* Information given
>>>

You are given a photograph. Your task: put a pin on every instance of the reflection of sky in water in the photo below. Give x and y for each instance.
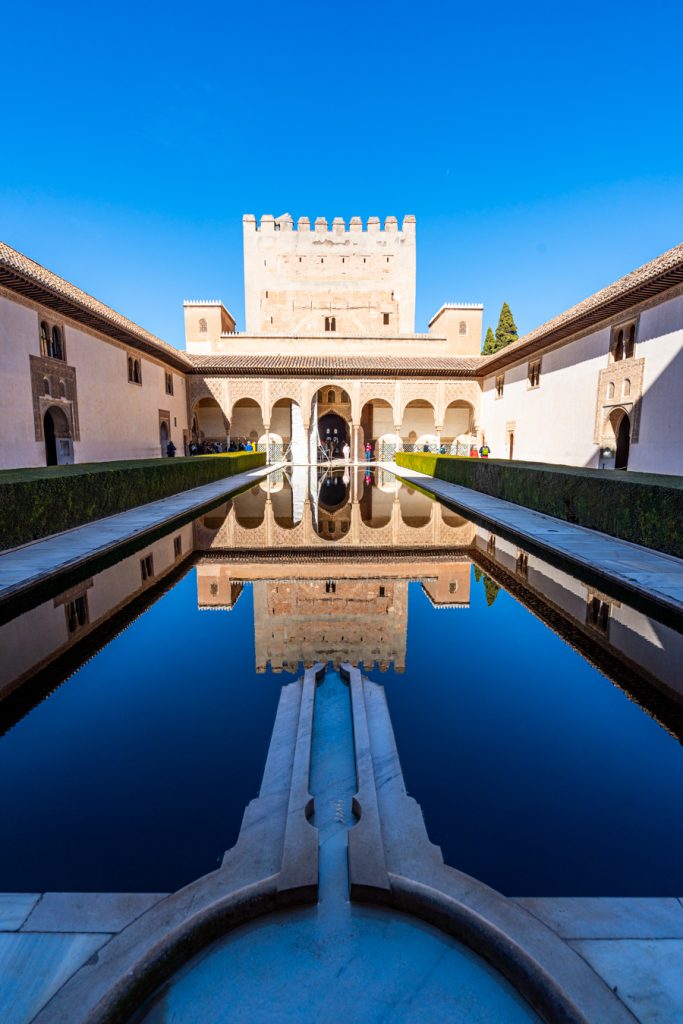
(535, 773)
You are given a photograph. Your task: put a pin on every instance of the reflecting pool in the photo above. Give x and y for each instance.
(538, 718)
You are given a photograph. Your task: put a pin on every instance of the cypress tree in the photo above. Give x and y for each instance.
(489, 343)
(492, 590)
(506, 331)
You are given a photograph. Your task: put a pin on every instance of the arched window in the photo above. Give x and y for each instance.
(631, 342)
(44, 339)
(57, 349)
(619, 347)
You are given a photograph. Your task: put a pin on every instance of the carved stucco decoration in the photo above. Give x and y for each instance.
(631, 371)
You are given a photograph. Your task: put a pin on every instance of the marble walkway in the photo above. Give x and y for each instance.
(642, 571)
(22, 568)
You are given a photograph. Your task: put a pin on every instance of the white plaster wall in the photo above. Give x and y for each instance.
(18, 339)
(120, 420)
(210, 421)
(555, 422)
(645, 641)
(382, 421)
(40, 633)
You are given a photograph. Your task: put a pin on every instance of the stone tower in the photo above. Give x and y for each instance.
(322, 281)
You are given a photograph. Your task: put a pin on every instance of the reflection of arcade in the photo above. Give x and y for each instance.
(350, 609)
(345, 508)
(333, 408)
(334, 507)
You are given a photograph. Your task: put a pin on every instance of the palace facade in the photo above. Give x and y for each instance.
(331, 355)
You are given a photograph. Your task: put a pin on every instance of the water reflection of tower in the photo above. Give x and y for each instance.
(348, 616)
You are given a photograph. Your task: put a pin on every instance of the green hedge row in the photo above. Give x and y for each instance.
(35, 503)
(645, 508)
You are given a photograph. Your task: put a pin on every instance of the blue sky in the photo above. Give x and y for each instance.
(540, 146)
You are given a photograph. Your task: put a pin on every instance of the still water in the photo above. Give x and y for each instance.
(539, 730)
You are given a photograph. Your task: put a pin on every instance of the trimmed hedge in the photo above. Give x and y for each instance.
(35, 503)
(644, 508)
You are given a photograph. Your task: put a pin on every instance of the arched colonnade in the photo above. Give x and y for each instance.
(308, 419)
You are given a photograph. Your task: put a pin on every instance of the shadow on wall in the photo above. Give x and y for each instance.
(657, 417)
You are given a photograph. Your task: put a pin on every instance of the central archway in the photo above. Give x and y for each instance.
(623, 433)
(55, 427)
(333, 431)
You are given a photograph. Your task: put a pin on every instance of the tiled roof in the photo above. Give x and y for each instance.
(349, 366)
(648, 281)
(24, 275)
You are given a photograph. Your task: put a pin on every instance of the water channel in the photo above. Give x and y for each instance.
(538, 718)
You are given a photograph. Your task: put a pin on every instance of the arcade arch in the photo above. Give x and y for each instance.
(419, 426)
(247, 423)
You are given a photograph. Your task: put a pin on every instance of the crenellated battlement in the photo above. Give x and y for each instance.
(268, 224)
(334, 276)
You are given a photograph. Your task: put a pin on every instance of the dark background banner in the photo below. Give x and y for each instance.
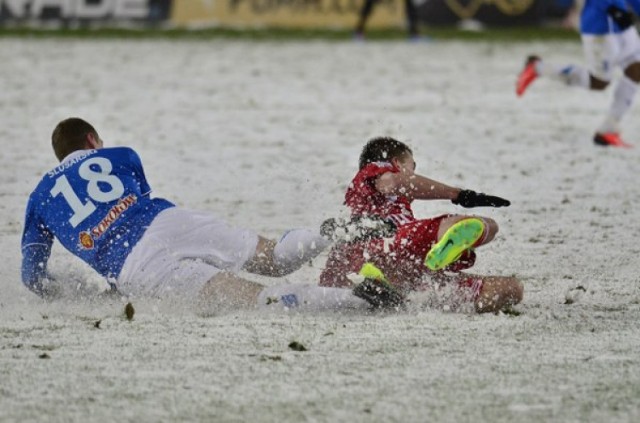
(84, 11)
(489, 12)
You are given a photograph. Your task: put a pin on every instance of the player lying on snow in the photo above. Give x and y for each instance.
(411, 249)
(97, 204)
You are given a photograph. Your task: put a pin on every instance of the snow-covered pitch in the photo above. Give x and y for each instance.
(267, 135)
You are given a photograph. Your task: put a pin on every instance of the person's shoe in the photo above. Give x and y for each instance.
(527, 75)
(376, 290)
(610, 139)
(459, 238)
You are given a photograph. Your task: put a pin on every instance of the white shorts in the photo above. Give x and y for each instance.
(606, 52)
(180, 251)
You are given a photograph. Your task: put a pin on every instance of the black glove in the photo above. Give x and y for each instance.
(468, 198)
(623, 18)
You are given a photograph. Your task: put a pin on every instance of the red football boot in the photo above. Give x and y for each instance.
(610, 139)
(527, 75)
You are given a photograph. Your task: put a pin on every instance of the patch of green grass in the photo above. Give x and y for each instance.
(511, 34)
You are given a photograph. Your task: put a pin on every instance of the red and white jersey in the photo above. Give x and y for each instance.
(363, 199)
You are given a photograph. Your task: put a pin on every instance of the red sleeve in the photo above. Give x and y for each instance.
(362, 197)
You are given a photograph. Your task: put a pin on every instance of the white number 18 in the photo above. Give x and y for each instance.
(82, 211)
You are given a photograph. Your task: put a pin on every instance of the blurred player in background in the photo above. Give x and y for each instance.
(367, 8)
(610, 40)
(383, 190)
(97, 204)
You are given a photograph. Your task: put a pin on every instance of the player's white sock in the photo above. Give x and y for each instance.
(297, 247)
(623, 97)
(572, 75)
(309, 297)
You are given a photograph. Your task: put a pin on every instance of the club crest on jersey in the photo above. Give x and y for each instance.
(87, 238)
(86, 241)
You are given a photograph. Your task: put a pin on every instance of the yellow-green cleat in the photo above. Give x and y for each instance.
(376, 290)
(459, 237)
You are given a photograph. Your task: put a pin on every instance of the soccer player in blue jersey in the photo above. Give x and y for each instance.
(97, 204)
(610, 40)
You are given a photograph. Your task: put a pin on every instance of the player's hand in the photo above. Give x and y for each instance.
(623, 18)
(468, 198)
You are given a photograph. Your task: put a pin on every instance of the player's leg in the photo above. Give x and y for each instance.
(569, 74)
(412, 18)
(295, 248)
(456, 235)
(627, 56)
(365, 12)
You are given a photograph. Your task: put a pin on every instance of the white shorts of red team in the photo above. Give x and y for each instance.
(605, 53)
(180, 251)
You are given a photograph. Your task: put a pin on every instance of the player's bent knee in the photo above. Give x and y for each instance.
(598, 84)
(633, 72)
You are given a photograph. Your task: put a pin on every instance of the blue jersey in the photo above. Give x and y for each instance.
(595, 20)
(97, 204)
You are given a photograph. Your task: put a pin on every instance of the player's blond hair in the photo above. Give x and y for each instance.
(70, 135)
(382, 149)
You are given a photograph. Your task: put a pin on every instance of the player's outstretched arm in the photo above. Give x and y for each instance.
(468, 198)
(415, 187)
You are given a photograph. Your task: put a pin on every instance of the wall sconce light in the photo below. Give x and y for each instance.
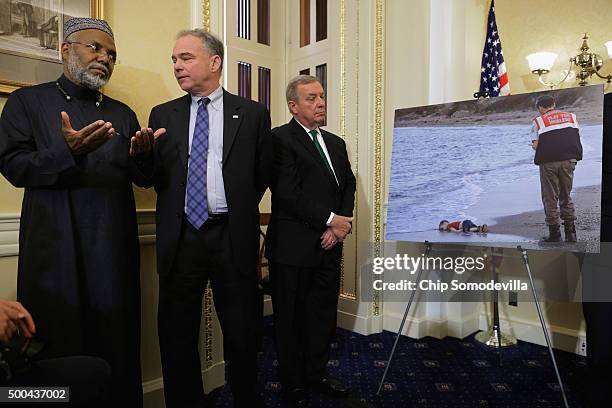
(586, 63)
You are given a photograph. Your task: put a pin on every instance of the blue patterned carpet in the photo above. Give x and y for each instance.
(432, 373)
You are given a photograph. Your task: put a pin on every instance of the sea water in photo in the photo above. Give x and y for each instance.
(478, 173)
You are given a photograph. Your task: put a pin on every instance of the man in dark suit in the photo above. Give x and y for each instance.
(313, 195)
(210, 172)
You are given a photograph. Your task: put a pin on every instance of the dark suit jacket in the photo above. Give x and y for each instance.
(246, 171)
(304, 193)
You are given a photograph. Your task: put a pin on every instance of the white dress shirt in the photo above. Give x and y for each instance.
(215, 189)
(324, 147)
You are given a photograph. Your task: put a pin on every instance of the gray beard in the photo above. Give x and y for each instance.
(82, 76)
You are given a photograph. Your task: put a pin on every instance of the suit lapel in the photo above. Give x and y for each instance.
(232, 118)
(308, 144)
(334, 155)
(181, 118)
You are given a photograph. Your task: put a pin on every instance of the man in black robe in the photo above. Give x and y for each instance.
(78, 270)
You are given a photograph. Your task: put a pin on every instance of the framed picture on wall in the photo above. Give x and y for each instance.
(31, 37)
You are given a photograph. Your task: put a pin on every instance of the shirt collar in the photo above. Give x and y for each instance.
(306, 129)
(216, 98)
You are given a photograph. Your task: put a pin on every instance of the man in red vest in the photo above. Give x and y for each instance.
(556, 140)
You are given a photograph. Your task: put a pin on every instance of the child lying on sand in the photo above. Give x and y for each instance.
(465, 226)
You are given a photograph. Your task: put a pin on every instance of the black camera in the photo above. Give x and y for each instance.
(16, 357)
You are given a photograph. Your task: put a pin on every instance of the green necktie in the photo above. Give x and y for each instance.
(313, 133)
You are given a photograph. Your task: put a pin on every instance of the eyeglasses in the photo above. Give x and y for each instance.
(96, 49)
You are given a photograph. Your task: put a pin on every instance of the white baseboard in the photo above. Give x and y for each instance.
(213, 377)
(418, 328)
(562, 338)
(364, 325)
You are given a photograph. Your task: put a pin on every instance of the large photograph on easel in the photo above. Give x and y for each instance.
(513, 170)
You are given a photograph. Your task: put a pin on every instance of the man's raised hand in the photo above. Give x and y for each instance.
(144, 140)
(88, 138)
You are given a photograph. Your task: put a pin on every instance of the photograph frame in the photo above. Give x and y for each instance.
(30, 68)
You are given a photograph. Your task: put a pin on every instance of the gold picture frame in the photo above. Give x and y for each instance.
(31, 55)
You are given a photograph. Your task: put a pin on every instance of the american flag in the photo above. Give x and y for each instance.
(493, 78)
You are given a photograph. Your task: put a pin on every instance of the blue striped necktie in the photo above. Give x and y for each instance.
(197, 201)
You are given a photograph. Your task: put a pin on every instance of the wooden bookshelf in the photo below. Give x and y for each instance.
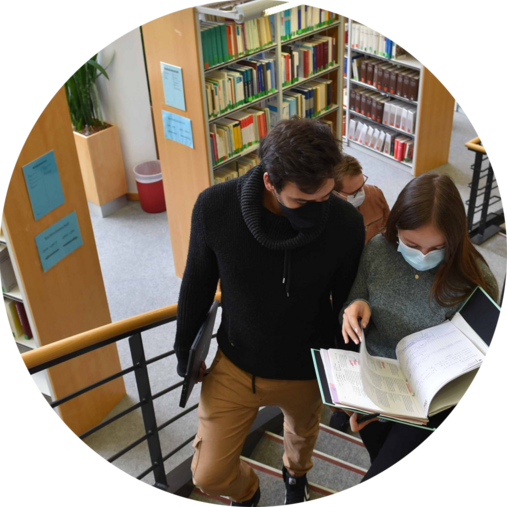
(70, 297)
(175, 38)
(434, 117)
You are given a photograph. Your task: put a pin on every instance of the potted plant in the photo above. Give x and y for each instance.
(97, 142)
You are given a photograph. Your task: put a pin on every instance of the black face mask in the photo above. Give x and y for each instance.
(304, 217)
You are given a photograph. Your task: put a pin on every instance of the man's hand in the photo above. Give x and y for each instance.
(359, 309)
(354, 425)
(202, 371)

<<<

* What you have to do
Starting with the line that holds "the blue striped", repeat exactly every line through the end of the material above, both ends included, without the pictures.

* Result below
You are given a photograph. Your task: put a pin on every instance of the blue striped necktie in the photo above. Give x and y for each instance.
(197, 201)
You are given a photograph. Your task: put a pin on every instance of the wooden bookshelf in the photo below. Give x and y for each instance.
(70, 297)
(175, 38)
(434, 117)
You are given a photograph. Your task: put a pin on every instance of the potted plant in the photo above. Give x and y for each instance.
(97, 142)
You are given a photograph. Your task: put a pin on every instance of the black face mask in the photo above. Give x and y for each instance.
(304, 217)
You are given a photograph. Your task: put a pin on every instance of the man's hand in the photo above. Give x and y for each instance.
(359, 309)
(354, 425)
(202, 371)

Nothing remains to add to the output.